§ **TASK PROMPT**
Reproduce verbatim the final portion of the material below, from the line containing "Please identify the closet" through its last line, and nothing else.

§ **DATA FOR THE TASK**
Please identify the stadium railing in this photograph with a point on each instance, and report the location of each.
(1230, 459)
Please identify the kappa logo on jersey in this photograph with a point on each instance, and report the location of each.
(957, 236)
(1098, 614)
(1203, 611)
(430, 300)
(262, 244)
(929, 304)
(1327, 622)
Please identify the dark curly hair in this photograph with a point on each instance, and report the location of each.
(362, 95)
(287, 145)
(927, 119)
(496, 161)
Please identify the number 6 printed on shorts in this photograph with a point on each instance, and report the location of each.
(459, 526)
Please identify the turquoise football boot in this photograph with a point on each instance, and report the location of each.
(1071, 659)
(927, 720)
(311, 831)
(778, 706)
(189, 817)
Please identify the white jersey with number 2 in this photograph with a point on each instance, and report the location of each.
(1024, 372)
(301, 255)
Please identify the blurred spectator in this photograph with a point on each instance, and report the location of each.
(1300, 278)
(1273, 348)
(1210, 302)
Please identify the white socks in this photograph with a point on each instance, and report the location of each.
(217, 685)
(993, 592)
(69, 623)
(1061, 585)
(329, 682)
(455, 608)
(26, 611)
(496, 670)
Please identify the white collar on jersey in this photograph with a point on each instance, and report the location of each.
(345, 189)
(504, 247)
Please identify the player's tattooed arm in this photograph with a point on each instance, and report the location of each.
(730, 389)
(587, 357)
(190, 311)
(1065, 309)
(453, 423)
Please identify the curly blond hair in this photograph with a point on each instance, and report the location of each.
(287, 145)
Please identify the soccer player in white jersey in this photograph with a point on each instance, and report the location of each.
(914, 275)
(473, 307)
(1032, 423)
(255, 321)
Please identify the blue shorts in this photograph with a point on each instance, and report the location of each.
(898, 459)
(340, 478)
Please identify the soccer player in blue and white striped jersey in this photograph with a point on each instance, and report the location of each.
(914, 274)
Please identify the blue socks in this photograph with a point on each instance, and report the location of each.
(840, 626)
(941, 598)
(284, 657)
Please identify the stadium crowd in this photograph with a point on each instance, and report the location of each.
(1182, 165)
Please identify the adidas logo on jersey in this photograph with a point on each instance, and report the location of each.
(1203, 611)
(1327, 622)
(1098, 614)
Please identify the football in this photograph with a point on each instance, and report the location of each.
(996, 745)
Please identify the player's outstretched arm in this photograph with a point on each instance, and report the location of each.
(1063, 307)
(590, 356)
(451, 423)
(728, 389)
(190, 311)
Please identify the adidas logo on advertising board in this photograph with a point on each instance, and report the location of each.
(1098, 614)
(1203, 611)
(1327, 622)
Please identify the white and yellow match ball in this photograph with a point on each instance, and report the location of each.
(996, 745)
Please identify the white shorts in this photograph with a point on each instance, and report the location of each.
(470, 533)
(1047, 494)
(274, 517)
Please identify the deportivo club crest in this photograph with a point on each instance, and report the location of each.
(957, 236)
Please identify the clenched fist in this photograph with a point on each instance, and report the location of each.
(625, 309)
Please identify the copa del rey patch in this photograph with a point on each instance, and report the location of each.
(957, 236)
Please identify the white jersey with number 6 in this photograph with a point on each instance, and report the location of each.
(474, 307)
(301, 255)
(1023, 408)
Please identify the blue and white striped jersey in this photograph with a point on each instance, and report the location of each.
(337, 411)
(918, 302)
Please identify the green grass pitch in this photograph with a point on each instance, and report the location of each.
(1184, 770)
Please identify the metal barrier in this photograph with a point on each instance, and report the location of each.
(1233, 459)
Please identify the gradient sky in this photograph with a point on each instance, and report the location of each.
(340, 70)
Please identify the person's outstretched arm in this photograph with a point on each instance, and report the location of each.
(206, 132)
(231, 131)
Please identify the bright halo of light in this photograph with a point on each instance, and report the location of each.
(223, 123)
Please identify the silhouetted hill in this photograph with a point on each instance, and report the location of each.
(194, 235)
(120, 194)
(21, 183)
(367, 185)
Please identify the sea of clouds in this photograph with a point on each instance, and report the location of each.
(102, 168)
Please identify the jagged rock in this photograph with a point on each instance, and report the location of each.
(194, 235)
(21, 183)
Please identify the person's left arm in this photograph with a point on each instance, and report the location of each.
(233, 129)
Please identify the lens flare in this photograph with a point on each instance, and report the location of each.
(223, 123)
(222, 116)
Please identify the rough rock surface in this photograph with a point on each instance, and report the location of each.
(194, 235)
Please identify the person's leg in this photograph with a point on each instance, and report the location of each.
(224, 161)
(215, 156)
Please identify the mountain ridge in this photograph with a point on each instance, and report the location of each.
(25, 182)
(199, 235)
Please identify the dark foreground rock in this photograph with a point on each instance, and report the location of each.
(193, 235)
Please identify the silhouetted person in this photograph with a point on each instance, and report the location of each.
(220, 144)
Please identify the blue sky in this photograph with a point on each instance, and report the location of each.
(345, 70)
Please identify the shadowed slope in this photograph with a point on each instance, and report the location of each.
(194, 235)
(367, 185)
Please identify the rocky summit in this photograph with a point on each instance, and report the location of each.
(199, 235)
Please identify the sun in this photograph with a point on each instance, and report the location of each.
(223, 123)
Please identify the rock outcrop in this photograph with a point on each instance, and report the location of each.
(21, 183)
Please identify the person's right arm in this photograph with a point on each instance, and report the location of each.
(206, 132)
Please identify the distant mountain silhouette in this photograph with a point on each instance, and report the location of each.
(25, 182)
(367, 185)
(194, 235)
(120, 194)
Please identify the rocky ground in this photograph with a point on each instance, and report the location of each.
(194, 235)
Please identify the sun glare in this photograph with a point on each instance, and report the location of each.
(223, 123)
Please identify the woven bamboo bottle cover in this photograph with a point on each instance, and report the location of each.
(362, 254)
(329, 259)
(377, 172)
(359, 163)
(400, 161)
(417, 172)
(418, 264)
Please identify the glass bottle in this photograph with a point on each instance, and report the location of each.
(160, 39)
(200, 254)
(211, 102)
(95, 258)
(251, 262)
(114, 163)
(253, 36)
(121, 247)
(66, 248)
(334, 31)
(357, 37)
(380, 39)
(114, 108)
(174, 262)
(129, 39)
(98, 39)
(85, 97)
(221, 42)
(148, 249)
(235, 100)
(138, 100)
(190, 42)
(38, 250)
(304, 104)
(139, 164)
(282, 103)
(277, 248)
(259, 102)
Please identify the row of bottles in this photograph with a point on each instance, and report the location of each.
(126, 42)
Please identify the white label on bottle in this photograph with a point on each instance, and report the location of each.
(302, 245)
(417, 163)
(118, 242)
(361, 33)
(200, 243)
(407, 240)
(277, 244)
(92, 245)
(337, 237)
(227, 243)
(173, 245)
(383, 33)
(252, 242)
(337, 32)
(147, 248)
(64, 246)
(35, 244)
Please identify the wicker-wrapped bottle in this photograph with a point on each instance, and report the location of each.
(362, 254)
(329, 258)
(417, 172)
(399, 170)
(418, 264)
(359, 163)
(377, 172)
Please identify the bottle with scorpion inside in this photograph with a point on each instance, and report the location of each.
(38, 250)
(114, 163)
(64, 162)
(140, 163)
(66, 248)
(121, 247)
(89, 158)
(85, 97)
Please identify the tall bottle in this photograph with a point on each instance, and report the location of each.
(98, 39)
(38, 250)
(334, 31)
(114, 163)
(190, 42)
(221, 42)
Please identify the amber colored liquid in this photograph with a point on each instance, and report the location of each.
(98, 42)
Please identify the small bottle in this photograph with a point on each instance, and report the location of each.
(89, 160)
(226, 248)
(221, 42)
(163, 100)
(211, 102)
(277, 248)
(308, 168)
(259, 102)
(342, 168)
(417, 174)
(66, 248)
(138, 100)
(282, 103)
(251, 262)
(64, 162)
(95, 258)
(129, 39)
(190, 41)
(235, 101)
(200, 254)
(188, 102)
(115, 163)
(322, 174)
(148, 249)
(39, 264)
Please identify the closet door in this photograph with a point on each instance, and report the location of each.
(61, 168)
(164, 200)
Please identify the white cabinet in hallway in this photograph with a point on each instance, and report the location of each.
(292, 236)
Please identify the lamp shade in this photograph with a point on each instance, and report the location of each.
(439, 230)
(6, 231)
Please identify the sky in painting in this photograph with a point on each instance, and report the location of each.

§ **RESULT**
Please identify the closet door in this photograph with a point on each instance, and report the location of each.
(61, 168)
(164, 200)
Please identify the white cabinet in hallway in this photograph with a point on each instance, and report the location of each.
(292, 236)
Please identify the lamp shade in this photograph with a point on each instance, and report the location of each.
(439, 230)
(6, 231)
Please identify the sky in painting in this photograph with a point on each instance, and report the location of each.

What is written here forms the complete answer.